= Beginning of Section =

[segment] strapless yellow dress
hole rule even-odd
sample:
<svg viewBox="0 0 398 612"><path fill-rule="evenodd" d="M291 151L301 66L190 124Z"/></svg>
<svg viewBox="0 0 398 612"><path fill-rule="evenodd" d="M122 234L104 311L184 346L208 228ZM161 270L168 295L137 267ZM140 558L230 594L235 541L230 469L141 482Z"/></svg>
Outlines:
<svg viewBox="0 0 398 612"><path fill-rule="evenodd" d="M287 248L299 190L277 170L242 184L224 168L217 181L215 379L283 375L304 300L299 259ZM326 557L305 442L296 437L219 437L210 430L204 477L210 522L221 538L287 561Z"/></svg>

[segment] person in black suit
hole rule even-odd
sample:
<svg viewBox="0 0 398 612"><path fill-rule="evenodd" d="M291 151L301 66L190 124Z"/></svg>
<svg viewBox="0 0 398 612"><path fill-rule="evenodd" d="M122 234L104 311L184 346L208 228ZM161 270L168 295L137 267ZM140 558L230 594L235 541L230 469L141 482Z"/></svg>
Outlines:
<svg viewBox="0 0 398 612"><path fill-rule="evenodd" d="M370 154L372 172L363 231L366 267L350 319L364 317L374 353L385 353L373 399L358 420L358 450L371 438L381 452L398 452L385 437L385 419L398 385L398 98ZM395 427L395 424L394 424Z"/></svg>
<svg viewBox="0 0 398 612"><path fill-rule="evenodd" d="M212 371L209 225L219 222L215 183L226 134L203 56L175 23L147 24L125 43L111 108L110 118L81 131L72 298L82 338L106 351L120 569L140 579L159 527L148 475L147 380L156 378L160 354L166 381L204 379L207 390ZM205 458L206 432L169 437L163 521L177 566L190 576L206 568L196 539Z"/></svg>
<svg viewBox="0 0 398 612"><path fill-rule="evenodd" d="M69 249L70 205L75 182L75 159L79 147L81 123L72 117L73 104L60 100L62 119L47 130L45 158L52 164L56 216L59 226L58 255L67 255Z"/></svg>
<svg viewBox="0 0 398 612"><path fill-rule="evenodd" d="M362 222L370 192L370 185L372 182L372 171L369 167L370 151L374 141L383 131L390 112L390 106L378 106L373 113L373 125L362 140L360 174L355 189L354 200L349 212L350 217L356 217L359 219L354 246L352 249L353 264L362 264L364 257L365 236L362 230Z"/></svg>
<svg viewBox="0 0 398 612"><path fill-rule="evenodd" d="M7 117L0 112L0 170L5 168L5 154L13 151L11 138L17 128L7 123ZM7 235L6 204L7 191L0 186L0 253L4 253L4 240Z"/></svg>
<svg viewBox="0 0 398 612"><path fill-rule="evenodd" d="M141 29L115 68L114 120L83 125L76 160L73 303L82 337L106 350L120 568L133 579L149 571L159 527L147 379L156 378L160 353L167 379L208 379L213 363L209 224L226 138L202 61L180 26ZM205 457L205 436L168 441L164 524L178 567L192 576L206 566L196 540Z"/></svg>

= End of Section =

**WORK TASK**
What is needed is the data above, output in full and exactly as it stands.

**TASK ANSWER**
[segment] strapless yellow dress
hole rule even-odd
sample:
<svg viewBox="0 0 398 612"><path fill-rule="evenodd" d="M291 151L301 66L190 124Z"/></svg>
<svg viewBox="0 0 398 612"><path fill-rule="evenodd" d="M122 234L104 311L184 346L208 228ZM161 270L168 295L137 267ZM140 558L230 594L235 541L230 469L141 482Z"/></svg>
Outlines:
<svg viewBox="0 0 398 612"><path fill-rule="evenodd" d="M287 248L299 190L277 170L242 184L224 168L217 181L215 379L283 375L304 300L299 259ZM326 557L305 442L296 437L219 437L210 430L204 477L210 522L221 538L287 561Z"/></svg>

[segment] person in black suit
hole rule even-odd
sample:
<svg viewBox="0 0 398 612"><path fill-rule="evenodd" d="M291 151L301 66L190 124Z"/></svg>
<svg viewBox="0 0 398 612"><path fill-rule="evenodd" d="M122 234L104 311L184 346L208 228ZM161 270L168 295L137 267ZM140 558L230 594L235 541L230 469L141 482Z"/></svg>
Outlines:
<svg viewBox="0 0 398 612"><path fill-rule="evenodd" d="M370 154L372 172L363 231L366 267L350 319L364 317L374 353L385 353L373 399L358 420L358 450L371 438L381 452L398 452L385 437L385 419L398 385L398 98ZM395 427L395 424L394 424Z"/></svg>
<svg viewBox="0 0 398 612"><path fill-rule="evenodd" d="M212 371L209 225L219 222L215 183L226 134L203 56L175 23L147 24L125 43L111 108L110 118L81 131L72 298L82 338L106 351L120 569L140 579L159 527L148 475L147 380L156 378L160 354L166 381L204 379L207 390ZM205 458L206 432L169 437L163 521L177 566L190 576L206 568L196 539Z"/></svg>
<svg viewBox="0 0 398 612"><path fill-rule="evenodd" d="M69 249L70 205L75 182L75 159L79 147L81 123L72 117L73 104L60 100L62 119L47 130L45 158L52 164L56 216L59 226L58 255L67 255Z"/></svg>
<svg viewBox="0 0 398 612"><path fill-rule="evenodd" d="M362 222L370 192L370 185L372 182L372 171L369 167L370 151L374 141L383 131L390 112L390 106L378 106L373 113L373 125L362 140L360 174L355 189L354 200L349 212L350 217L356 217L359 219L354 246L352 249L353 264L362 264L364 257L365 236L362 230Z"/></svg>
<svg viewBox="0 0 398 612"><path fill-rule="evenodd" d="M7 117L0 112L0 170L5 168L5 154L13 151L11 138L17 128L7 123ZM7 235L6 204L7 191L0 186L0 253L4 253L4 240Z"/></svg>
<svg viewBox="0 0 398 612"><path fill-rule="evenodd" d="M141 29L115 68L114 120L83 125L76 160L73 303L82 337L106 350L120 568L133 579L149 571L159 527L147 379L156 378L160 353L167 379L208 379L213 363L209 224L226 138L202 61L180 26ZM205 457L205 436L168 441L164 524L178 567L192 576L206 566L196 540Z"/></svg>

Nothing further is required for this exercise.